Records shown -
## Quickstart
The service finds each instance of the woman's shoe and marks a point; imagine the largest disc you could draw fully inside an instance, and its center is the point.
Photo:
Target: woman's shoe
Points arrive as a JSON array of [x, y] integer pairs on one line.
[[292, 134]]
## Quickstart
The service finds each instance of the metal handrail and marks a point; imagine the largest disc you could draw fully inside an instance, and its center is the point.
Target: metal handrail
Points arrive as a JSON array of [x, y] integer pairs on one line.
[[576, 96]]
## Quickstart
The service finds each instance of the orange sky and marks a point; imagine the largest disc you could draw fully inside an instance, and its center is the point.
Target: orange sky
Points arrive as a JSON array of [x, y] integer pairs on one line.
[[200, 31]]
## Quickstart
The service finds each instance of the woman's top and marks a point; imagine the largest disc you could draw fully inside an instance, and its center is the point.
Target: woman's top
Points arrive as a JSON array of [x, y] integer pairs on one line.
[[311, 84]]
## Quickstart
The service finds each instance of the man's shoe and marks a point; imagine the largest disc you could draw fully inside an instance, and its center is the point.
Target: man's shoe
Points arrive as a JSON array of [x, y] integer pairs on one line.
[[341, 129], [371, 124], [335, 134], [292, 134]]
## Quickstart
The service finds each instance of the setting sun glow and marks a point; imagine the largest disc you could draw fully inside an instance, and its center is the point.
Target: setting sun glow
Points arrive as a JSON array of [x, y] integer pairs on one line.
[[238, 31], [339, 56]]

--

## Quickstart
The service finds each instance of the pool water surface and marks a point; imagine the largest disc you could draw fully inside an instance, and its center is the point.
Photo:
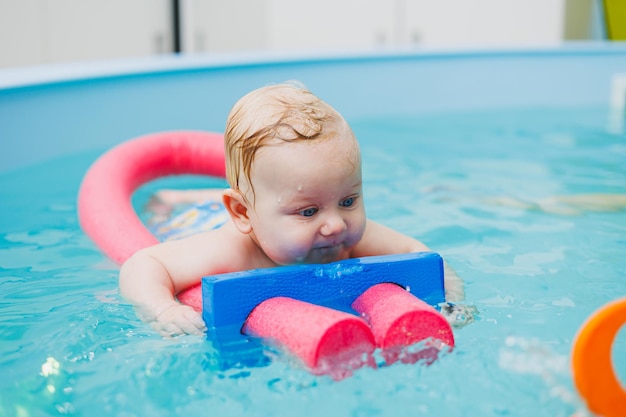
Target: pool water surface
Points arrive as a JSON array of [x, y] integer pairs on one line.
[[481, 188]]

Work required -
Throughout the data above, find each line that includes the string "water"; state only how many there are.

Answer for the task -
2